**任务要求:** 选出下面条目中所有包含词语“white”的行，并逐行照抄出来。匹配时区分大小写。

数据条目
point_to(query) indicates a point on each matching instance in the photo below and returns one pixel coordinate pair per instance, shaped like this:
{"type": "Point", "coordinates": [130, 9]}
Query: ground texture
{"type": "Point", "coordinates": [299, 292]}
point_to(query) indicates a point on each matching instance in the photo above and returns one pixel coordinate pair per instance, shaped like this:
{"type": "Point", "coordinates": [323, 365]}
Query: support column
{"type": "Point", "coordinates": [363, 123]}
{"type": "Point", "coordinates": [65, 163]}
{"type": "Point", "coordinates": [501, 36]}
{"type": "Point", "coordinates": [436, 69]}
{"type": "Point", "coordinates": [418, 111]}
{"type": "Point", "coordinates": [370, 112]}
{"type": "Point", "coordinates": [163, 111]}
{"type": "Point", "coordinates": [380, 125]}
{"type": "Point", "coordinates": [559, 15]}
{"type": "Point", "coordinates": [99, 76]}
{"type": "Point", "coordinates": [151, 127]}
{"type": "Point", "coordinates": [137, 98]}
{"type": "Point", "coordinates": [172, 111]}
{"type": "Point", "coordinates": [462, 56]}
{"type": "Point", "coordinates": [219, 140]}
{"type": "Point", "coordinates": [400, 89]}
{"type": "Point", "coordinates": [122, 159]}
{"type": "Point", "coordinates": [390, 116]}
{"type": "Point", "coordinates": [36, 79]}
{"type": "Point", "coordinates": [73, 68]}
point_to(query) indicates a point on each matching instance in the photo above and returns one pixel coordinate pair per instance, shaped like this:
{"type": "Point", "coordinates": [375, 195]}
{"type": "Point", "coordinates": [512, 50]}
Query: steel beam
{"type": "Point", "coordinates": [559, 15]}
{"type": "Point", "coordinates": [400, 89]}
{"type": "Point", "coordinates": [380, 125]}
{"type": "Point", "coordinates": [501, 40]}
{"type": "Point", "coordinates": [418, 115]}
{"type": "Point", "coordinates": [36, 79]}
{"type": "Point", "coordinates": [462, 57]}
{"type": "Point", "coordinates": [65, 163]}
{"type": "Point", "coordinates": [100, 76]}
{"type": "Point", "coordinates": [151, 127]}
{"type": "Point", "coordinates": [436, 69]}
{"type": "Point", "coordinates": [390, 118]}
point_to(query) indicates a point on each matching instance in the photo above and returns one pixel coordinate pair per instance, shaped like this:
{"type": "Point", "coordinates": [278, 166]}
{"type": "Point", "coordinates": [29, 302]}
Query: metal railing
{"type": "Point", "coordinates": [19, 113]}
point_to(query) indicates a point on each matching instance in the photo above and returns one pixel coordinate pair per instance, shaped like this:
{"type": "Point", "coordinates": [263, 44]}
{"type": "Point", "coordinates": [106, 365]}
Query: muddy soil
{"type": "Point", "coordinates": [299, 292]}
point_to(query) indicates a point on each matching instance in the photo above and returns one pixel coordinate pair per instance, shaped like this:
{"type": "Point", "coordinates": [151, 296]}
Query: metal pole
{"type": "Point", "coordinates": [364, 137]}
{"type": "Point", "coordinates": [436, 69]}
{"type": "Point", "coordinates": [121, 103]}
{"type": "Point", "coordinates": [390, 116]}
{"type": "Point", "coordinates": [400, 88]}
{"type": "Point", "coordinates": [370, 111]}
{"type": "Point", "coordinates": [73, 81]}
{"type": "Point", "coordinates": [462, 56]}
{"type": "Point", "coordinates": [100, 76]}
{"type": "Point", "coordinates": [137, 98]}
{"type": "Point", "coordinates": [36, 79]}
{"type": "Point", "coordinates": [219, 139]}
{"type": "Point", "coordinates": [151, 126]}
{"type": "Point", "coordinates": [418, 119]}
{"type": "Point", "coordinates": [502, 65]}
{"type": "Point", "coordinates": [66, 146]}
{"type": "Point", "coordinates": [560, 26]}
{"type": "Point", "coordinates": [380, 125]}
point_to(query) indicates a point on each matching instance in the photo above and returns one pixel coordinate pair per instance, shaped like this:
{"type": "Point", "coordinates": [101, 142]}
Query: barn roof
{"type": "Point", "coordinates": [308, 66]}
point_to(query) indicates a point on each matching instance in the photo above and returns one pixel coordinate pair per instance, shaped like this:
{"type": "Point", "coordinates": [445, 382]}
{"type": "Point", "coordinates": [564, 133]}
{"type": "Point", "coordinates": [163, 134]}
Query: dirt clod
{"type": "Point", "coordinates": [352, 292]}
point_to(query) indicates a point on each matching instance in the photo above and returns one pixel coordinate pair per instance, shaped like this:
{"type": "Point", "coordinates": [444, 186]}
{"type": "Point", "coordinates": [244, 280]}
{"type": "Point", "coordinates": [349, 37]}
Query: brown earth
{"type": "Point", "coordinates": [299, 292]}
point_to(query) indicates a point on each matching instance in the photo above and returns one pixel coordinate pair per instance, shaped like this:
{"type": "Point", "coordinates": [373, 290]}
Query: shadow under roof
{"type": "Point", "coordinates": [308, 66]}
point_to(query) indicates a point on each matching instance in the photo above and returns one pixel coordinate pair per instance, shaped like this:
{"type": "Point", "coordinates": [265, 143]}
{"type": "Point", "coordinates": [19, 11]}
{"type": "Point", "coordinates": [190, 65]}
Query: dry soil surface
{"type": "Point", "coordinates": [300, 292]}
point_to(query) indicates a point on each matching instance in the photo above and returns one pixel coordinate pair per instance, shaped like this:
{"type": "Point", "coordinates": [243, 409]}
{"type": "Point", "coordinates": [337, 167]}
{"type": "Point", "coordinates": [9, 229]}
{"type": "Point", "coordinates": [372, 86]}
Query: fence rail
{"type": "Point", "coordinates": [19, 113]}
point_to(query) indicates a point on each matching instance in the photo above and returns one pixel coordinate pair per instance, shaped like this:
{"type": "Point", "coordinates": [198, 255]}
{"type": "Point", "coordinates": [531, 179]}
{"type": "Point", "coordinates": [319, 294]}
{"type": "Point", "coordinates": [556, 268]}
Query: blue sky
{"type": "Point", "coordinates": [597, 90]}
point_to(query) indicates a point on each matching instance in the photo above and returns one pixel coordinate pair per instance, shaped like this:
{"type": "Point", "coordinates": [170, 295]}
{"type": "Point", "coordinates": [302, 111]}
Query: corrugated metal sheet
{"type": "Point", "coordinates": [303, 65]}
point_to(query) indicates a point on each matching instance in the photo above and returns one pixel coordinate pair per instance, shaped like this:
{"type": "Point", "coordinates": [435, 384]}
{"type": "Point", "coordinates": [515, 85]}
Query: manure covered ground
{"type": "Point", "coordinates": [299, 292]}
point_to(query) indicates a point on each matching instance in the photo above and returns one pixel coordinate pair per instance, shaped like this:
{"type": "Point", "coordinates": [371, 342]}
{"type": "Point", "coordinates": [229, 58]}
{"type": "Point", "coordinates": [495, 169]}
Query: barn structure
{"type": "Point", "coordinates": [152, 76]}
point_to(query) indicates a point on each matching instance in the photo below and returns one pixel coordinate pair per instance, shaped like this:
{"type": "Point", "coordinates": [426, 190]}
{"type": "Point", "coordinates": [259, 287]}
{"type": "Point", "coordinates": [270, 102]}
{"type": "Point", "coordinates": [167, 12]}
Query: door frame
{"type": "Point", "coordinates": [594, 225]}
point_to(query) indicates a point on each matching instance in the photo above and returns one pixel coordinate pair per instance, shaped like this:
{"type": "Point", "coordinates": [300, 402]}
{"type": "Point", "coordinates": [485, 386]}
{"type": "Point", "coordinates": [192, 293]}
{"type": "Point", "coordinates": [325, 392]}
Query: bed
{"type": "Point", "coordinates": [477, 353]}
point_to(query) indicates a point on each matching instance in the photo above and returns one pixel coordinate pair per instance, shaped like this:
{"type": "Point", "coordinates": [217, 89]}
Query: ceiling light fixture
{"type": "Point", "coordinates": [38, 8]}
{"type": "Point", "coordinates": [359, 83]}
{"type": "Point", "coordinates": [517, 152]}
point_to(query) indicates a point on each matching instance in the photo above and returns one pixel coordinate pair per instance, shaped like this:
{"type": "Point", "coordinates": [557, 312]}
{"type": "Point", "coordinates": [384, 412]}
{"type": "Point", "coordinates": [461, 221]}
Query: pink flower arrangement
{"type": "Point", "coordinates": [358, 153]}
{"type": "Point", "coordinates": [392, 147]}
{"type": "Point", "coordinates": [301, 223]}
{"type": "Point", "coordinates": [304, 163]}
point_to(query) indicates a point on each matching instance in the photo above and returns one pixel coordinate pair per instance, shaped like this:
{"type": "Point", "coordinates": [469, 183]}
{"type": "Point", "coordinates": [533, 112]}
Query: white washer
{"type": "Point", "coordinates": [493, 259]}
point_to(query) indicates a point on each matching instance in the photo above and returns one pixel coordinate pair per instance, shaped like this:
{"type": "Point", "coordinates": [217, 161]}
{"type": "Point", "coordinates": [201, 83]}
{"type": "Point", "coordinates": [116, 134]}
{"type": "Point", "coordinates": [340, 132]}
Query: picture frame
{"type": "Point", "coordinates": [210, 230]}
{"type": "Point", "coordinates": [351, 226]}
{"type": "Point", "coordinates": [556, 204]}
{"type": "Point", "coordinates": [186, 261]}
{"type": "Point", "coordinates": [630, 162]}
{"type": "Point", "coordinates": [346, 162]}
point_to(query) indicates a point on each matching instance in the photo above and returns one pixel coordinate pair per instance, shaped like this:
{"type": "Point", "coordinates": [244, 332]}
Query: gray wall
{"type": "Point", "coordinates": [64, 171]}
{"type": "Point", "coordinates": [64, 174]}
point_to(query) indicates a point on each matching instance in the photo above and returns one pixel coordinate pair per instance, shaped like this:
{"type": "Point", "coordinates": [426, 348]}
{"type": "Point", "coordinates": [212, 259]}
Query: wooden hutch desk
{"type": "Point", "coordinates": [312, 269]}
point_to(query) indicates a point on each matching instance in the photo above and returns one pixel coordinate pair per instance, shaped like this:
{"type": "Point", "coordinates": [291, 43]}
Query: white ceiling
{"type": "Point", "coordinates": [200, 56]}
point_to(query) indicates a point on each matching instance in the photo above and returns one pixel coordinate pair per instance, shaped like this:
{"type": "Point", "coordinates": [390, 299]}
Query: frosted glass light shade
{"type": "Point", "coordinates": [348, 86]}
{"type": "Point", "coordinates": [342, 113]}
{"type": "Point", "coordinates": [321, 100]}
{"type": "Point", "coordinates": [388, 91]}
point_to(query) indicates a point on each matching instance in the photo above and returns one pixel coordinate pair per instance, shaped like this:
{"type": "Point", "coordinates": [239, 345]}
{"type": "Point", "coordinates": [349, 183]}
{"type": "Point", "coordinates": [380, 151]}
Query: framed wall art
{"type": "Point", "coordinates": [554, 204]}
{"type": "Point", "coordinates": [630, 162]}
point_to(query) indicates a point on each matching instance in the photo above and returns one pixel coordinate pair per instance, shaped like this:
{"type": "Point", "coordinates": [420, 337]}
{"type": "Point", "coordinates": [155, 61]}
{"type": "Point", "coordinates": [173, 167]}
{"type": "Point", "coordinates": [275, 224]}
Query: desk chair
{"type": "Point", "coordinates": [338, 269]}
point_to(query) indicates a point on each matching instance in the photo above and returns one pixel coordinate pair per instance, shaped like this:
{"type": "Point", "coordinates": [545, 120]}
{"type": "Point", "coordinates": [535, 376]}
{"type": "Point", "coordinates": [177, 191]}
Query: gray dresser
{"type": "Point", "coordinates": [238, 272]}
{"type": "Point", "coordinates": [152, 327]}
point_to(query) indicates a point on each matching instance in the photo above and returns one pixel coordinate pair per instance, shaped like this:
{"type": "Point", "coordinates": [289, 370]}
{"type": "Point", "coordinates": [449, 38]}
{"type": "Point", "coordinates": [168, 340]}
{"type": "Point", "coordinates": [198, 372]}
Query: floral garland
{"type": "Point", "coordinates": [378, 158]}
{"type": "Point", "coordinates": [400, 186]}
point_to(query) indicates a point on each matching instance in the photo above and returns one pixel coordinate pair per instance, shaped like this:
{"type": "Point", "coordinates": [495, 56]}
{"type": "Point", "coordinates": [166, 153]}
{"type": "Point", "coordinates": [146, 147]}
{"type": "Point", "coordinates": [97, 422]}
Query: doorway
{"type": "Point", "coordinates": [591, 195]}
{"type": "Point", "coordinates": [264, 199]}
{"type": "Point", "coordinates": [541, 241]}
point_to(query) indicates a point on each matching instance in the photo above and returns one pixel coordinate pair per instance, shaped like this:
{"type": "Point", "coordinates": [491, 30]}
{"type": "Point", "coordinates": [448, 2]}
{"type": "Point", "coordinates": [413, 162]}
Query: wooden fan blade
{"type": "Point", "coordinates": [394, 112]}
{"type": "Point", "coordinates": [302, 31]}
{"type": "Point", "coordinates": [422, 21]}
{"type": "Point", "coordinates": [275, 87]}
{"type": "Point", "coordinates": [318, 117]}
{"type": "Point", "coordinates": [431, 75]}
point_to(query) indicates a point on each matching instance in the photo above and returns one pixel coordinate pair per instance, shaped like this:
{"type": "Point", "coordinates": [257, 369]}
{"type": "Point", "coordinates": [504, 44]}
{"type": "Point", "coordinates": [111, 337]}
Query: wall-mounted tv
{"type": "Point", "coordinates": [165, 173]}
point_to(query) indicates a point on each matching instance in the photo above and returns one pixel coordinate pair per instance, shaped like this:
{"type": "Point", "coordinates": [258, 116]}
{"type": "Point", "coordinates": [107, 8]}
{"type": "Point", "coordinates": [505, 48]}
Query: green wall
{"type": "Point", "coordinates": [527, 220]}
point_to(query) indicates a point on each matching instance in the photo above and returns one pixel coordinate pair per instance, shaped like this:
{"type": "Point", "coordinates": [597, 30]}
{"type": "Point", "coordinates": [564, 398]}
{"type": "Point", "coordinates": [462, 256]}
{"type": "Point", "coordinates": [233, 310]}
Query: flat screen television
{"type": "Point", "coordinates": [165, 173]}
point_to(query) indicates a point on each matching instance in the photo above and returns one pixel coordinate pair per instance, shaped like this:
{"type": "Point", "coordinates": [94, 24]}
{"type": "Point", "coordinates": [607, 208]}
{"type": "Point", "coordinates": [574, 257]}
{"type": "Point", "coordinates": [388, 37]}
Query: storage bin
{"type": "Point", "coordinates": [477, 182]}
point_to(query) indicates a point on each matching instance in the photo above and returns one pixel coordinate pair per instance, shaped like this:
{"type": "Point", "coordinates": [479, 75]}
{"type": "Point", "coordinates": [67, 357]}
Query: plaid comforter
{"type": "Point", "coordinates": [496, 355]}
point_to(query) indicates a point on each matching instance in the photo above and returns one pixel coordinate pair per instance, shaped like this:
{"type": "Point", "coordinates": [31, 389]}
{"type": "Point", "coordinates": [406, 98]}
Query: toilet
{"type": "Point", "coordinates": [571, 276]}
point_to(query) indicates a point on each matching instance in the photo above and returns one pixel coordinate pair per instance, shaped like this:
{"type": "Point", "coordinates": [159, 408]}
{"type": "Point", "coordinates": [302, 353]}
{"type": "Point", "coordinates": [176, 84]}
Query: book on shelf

**参考答案:**
Query: white washer
Query: white ceiling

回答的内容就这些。